What you will do
Give the listing below again in full, exactly as written.
⟨
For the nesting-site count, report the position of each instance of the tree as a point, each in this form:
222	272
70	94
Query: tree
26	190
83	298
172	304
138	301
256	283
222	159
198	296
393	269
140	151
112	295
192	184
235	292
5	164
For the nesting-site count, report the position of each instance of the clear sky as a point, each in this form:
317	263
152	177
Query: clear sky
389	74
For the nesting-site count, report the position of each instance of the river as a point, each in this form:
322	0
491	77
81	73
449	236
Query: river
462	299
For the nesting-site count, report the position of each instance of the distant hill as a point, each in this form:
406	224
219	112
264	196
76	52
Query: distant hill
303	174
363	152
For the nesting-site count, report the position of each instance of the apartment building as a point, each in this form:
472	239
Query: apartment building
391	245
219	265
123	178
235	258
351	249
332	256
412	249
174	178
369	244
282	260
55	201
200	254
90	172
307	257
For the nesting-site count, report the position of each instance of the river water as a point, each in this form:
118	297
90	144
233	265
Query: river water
⟩
Exercise output
For the nesting-site count, report the position of each instance of the tree as a point, each in this form:
222	272
70	94
Query: tree
26	190
83	298
172	304
138	301
256	283
222	159
198	296
393	269
140	151
112	295
192	184
235	292
5	164
For the nesting-site count, report the position of each instance of the clear sky as a point, each in this form:
317	263
152	177
Query: clear sky
389	74
For the nesting-site count, report the position of each instance of the river as a point, each in this form:
322	0
491	77
81	73
449	236
Query: river
462	299
For the nesting-site count, report the position of each instance of the distant hill as a point, each in this form:
406	224
219	112
264	196
76	52
Query: distant hill
303	174
363	152
For the nesting-site count, report the position of each instance of the apartment building as a point, each in this form:
472	239
Query: apartment building
391	245
219	265
123	178
235	258
351	249
332	256
412	249
174	178
369	244
282	260
55	201
200	254
90	172
307	257
For the nesting-site count, report the position of each instance of the river water as a point, each in this form:
118	297
90	144
233	265
Query: river water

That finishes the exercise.